(Collected data)
============================================================
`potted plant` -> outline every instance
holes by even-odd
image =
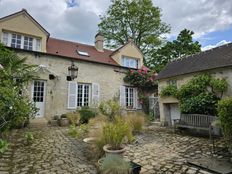
[[[60,116],[59,125],[60,125],[61,127],[69,126],[69,120],[68,120],[66,114],[62,114],[62,115]]]
[[[103,127],[102,136],[106,142],[106,145],[103,146],[103,150],[106,154],[123,154],[123,152],[125,152],[123,143],[133,140],[132,130],[129,124],[119,117],[116,118],[115,122],[107,123]]]

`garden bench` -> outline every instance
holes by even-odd
[[[211,123],[215,120],[216,117],[211,115],[181,114],[180,119],[174,120],[174,128],[207,130],[211,134]]]

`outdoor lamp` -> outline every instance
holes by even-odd
[[[0,64],[0,70],[4,69],[3,66]]]
[[[74,62],[72,61],[71,66],[68,67],[67,80],[68,81],[74,80],[75,78],[77,78],[77,74],[78,74],[78,67],[75,66]]]

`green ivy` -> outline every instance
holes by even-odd
[[[218,102],[218,115],[224,136],[232,150],[232,98],[225,98]]]
[[[166,88],[164,88],[161,91],[161,97],[165,97],[165,96],[177,96],[177,87],[175,85],[168,85]]]

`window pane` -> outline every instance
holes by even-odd
[[[3,44],[4,45],[8,45],[8,37],[9,37],[9,34],[8,33],[3,33]]]
[[[77,106],[89,106],[90,85],[78,84]]]

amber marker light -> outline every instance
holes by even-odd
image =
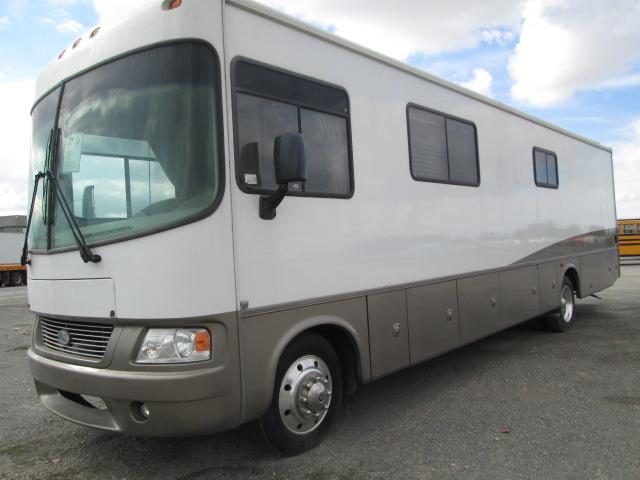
============================================================
> **EXERCISE PROMPT**:
Search the data above and return each line in which "instance" occurs.

> **ANSWER TO THE EXERCISE**:
`potted plant` -> outline every instance
`garden bench` -> outline every instance
`outdoor lamp` -> outline every instance
`green ivy` -> outline every instance
`window pane` -> outline every instance
amber marker light -> outline every instance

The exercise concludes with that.